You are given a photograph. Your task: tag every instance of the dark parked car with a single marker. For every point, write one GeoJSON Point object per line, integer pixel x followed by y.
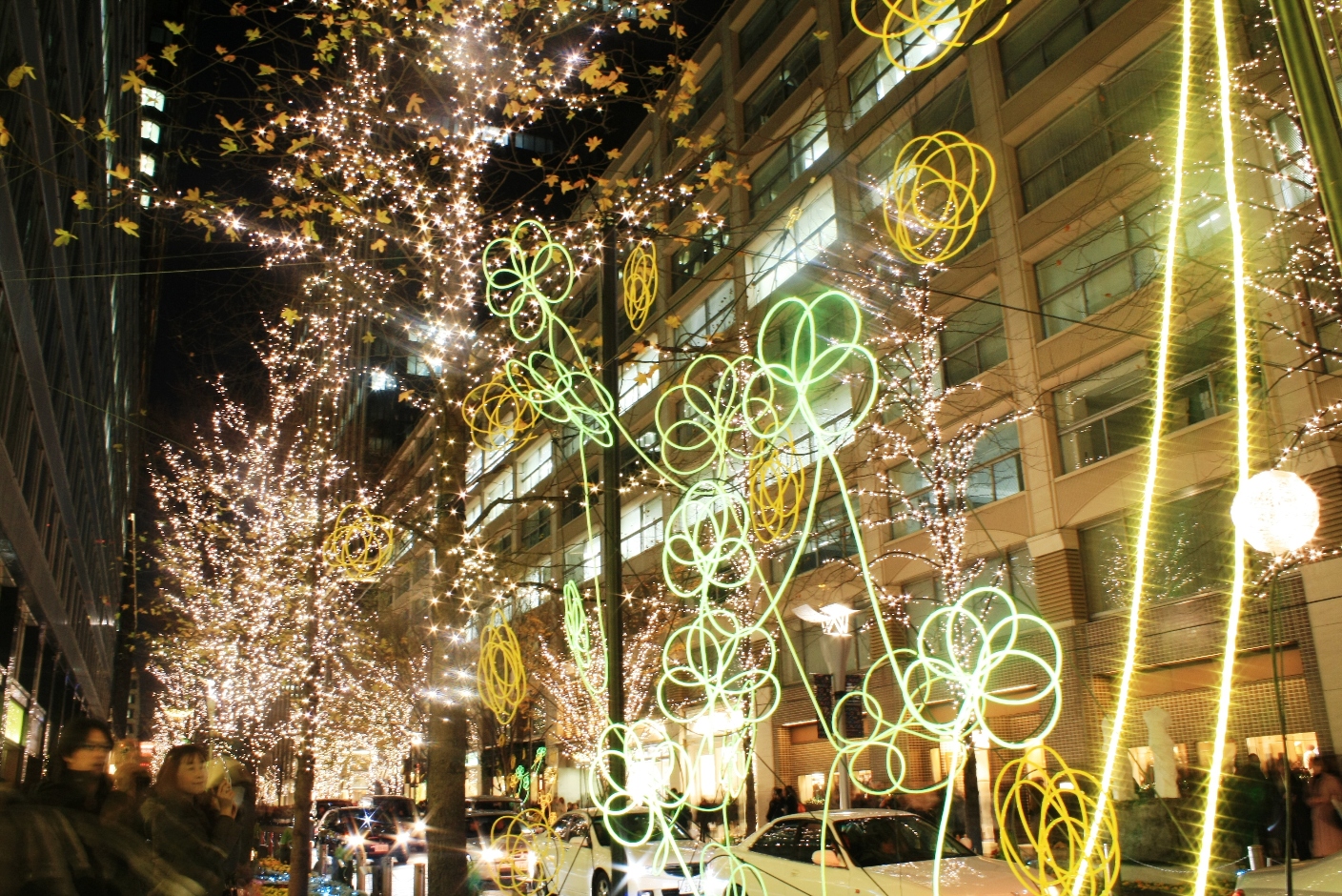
{"type": "Point", "coordinates": [357, 834]}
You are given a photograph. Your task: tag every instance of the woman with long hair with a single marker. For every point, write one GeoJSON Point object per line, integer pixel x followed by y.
{"type": "Point", "coordinates": [191, 824]}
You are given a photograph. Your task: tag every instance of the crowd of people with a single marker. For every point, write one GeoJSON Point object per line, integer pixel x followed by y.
{"type": "Point", "coordinates": [86, 830]}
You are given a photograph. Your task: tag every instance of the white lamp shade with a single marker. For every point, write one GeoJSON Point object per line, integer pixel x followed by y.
{"type": "Point", "coordinates": [1276, 511]}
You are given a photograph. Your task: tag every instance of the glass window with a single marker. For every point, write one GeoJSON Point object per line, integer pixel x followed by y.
{"type": "Point", "coordinates": [710, 88]}
{"type": "Point", "coordinates": [951, 109]}
{"type": "Point", "coordinates": [639, 377]}
{"type": "Point", "coordinates": [1111, 411]}
{"type": "Point", "coordinates": [1292, 184]}
{"type": "Point", "coordinates": [690, 260]}
{"type": "Point", "coordinates": [535, 465]}
{"type": "Point", "coordinates": [887, 840]}
{"type": "Point", "coordinates": [709, 318]}
{"type": "Point", "coordinates": [1102, 124]}
{"type": "Point", "coordinates": [762, 26]}
{"type": "Point", "coordinates": [996, 474]}
{"type": "Point", "coordinates": [782, 83]}
{"type": "Point", "coordinates": [1043, 36]}
{"type": "Point", "coordinates": [1190, 552]}
{"type": "Point", "coordinates": [831, 536]}
{"type": "Point", "coordinates": [640, 527]}
{"type": "Point", "coordinates": [536, 527]}
{"type": "Point", "coordinates": [973, 341]}
{"type": "Point", "coordinates": [779, 255]}
{"type": "Point", "coordinates": [582, 560]}
{"type": "Point", "coordinates": [498, 494]}
{"type": "Point", "coordinates": [1102, 267]}
{"type": "Point", "coordinates": [800, 152]}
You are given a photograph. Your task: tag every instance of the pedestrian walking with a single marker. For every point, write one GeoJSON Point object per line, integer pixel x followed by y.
{"type": "Point", "coordinates": [190, 825]}
{"type": "Point", "coordinates": [1325, 796]}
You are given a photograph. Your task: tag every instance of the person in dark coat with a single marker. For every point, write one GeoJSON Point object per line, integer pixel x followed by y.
{"type": "Point", "coordinates": [191, 826]}
{"type": "Point", "coordinates": [62, 843]}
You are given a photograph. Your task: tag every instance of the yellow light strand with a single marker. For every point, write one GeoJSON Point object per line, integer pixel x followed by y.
{"type": "Point", "coordinates": [1134, 615]}
{"type": "Point", "coordinates": [1242, 418]}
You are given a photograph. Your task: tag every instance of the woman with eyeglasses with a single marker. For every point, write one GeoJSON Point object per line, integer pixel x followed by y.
{"type": "Point", "coordinates": [76, 777]}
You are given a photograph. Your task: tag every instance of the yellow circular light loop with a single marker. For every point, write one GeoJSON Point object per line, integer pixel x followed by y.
{"type": "Point", "coordinates": [498, 414]}
{"type": "Point", "coordinates": [499, 671]}
{"type": "Point", "coordinates": [528, 852]}
{"type": "Point", "coordinates": [776, 481]}
{"type": "Point", "coordinates": [1053, 813]}
{"type": "Point", "coordinates": [918, 33]}
{"type": "Point", "coordinates": [360, 543]}
{"type": "Point", "coordinates": [640, 283]}
{"type": "Point", "coordinates": [940, 188]}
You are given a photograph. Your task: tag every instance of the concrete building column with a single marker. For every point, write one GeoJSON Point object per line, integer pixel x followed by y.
{"type": "Point", "coordinates": [765, 764]}
{"type": "Point", "coordinates": [1323, 602]}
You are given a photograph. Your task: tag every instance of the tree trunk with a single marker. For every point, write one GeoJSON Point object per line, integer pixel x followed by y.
{"type": "Point", "coordinates": [447, 728]}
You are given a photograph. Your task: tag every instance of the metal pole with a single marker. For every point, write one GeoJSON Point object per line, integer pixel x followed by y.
{"type": "Point", "coordinates": [1306, 59]}
{"type": "Point", "coordinates": [611, 560]}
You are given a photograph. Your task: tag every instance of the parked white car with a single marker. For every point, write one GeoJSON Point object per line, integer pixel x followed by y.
{"type": "Point", "coordinates": [1314, 876]}
{"type": "Point", "coordinates": [584, 866]}
{"type": "Point", "coordinates": [868, 852]}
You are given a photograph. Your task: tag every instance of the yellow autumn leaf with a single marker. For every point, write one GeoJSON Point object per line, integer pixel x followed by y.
{"type": "Point", "coordinates": [16, 75]}
{"type": "Point", "coordinates": [131, 81]}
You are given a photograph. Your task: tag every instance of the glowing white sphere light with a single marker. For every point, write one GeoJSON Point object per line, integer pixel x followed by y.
{"type": "Point", "coordinates": [1276, 511]}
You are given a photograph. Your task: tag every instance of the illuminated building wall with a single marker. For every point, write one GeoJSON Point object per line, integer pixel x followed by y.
{"type": "Point", "coordinates": [71, 371]}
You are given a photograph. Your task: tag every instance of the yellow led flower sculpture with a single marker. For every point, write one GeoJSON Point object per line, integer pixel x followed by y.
{"type": "Point", "coordinates": [940, 188]}
{"type": "Point", "coordinates": [640, 283]}
{"type": "Point", "coordinates": [502, 679]}
{"type": "Point", "coordinates": [360, 543]}
{"type": "Point", "coordinates": [1052, 813]}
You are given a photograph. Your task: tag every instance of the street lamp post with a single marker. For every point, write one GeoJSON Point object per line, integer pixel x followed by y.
{"type": "Point", "coordinates": [835, 622]}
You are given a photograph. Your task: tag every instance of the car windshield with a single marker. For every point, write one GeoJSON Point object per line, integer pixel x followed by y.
{"type": "Point", "coordinates": [634, 826]}
{"type": "Point", "coordinates": [885, 840]}
{"type": "Point", "coordinates": [365, 820]}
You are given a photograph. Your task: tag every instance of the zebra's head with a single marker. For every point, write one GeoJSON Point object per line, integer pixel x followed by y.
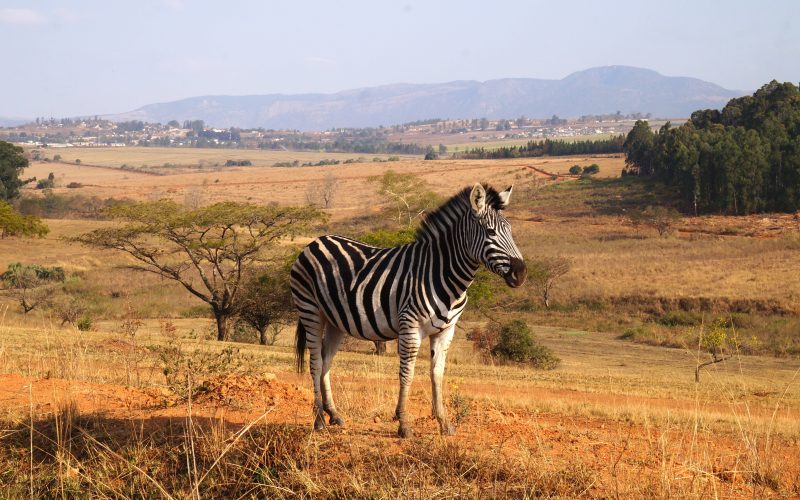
{"type": "Point", "coordinates": [492, 242]}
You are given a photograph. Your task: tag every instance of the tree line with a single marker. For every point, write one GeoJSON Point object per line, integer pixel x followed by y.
{"type": "Point", "coordinates": [547, 147]}
{"type": "Point", "coordinates": [743, 159]}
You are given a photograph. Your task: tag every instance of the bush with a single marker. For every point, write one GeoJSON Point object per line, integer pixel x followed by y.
{"type": "Point", "coordinates": [387, 238]}
{"type": "Point", "coordinates": [592, 169]}
{"type": "Point", "coordinates": [680, 318]}
{"type": "Point", "coordinates": [516, 343]}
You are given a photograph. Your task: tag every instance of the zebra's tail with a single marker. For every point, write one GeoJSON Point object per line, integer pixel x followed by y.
{"type": "Point", "coordinates": [300, 346]}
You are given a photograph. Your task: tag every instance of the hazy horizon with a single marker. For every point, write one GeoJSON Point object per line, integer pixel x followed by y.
{"type": "Point", "coordinates": [100, 58]}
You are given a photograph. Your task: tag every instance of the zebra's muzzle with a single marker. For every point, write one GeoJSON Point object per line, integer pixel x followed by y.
{"type": "Point", "coordinates": [516, 275]}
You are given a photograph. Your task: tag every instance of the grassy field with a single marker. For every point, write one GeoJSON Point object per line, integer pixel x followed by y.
{"type": "Point", "coordinates": [493, 143]}
{"type": "Point", "coordinates": [103, 411]}
{"type": "Point", "coordinates": [209, 157]}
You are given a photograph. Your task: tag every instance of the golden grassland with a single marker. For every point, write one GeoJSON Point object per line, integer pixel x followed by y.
{"type": "Point", "coordinates": [94, 412]}
{"type": "Point", "coordinates": [493, 143]}
{"type": "Point", "coordinates": [208, 157]}
{"type": "Point", "coordinates": [608, 421]}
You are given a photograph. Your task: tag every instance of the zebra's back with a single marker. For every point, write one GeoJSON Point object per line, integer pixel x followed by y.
{"type": "Point", "coordinates": [359, 288]}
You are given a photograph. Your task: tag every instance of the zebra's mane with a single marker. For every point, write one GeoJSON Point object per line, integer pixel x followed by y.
{"type": "Point", "coordinates": [454, 207]}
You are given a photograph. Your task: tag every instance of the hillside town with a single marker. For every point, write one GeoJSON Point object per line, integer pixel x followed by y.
{"type": "Point", "coordinates": [99, 132]}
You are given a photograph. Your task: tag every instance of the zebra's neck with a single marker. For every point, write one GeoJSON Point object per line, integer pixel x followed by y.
{"type": "Point", "coordinates": [445, 239]}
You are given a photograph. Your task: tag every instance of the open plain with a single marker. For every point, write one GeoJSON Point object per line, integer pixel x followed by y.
{"type": "Point", "coordinates": [99, 411]}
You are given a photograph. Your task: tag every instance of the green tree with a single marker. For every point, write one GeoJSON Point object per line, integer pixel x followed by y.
{"type": "Point", "coordinates": [543, 274]}
{"type": "Point", "coordinates": [207, 250]}
{"type": "Point", "coordinates": [515, 342]}
{"type": "Point", "coordinates": [31, 285]}
{"type": "Point", "coordinates": [714, 340]}
{"type": "Point", "coordinates": [430, 154]}
{"type": "Point", "coordinates": [13, 223]}
{"type": "Point", "coordinates": [12, 163]}
{"type": "Point", "coordinates": [266, 301]}
{"type": "Point", "coordinates": [408, 194]}
{"type": "Point", "coordinates": [638, 148]}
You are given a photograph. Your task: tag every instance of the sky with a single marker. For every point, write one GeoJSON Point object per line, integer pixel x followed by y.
{"type": "Point", "coordinates": [85, 57]}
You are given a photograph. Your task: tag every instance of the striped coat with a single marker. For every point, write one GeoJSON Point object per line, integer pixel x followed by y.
{"type": "Point", "coordinates": [344, 287]}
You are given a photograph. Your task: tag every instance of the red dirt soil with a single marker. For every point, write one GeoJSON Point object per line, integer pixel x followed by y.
{"type": "Point", "coordinates": [614, 450]}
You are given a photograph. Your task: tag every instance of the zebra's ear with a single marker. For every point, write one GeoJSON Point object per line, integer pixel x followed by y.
{"type": "Point", "coordinates": [477, 198]}
{"type": "Point", "coordinates": [505, 196]}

Task prompt: Nothing but the lines from the one with "the sky with" through the last line should be repeated, each exactly as it stands.

Solution to the problem:
You are given a photograph. Your task: tag every instance of the sky with a single marker. For every point, write one GeoJSON Point object per line, integer pixel x followed by y.
{"type": "Point", "coordinates": [85, 57]}
You are given a photograph. Your task: tag every instance of the striped coat with a single marker. For every point, write one GeoJSON Point object per line, integer pixel x followed by y.
{"type": "Point", "coordinates": [344, 287]}
You are given a photograph. Your task: tag every instance of the red dirt soil with a single marker. For every point, write one GeoJSON Point object per line, integer pixel x followed by y.
{"type": "Point", "coordinates": [614, 450]}
You are given a photograph. Your task: tag every instance of the zebra's ear with a single marker. For every point, write one GeoJSON Point object per line, integer pixel x followed by y.
{"type": "Point", "coordinates": [477, 198]}
{"type": "Point", "coordinates": [505, 196]}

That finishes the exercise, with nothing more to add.